# Collected data entries
________
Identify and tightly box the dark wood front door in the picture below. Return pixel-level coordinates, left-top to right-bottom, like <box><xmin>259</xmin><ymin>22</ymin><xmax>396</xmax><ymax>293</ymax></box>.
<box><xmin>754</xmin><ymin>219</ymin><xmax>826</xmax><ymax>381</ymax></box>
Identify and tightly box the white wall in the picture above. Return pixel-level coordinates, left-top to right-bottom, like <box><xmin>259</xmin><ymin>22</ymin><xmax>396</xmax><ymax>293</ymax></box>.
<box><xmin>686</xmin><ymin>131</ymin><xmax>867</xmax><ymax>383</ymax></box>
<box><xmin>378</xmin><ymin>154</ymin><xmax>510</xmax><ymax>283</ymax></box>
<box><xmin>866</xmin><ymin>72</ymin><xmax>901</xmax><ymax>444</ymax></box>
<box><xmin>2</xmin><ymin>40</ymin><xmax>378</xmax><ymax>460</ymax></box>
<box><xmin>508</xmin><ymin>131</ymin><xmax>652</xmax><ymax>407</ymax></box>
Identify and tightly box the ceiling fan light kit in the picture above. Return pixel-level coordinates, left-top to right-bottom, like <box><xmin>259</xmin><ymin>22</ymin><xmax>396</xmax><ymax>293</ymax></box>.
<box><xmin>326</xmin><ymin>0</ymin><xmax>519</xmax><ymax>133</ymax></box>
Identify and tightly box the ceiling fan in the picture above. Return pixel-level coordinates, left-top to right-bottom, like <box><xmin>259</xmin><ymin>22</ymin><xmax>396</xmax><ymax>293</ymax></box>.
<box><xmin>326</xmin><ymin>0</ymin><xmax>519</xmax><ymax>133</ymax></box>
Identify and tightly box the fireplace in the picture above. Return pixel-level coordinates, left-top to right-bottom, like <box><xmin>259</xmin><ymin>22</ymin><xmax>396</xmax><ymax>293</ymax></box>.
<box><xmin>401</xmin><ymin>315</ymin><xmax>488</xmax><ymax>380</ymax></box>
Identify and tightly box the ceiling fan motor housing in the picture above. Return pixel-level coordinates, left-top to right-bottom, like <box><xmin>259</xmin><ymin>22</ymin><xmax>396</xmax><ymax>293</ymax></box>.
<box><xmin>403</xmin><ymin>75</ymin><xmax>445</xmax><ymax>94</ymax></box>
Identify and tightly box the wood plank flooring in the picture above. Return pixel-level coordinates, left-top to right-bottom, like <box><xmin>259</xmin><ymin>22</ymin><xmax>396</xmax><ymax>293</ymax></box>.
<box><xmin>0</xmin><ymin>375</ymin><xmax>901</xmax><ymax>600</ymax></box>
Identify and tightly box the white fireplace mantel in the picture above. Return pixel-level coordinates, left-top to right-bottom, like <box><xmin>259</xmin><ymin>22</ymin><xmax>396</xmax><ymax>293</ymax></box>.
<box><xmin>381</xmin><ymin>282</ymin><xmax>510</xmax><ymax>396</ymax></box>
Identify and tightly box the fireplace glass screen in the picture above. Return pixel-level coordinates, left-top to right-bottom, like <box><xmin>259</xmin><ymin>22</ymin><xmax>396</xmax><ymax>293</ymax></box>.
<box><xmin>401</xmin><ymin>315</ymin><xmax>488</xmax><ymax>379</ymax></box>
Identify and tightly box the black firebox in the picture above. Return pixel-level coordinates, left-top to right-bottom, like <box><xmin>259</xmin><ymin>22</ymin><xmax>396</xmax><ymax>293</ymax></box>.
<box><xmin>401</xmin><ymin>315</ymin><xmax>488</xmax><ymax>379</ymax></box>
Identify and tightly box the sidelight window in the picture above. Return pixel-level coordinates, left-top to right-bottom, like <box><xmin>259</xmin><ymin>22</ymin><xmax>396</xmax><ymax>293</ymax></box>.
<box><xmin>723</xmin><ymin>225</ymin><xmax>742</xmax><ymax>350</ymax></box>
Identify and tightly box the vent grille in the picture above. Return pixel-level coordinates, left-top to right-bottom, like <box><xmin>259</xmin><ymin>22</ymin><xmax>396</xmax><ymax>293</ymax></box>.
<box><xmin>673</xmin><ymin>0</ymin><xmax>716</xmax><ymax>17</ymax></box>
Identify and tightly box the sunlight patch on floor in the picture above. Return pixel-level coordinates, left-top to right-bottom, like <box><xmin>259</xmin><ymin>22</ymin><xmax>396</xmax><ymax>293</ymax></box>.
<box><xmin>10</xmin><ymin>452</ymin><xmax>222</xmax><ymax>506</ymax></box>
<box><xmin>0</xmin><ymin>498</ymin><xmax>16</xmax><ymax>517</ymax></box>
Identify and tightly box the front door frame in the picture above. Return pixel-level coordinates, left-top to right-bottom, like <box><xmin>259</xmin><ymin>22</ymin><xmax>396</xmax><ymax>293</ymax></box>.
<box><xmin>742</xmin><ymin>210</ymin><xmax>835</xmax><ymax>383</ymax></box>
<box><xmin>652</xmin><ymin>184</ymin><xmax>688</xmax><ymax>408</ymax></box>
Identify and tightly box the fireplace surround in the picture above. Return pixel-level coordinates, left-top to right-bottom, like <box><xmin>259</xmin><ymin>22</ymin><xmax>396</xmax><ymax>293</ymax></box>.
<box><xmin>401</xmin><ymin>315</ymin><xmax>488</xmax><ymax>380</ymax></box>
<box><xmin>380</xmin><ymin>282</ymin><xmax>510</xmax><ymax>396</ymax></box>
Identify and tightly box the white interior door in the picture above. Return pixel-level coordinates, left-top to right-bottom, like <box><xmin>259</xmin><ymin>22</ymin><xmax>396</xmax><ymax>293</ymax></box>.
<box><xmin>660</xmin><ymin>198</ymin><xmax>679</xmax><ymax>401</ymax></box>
________
# Task goal
Count the lines in the collected data entries above that contain the string "mantel", matching case exactly, and give only the number.

# The completed task
1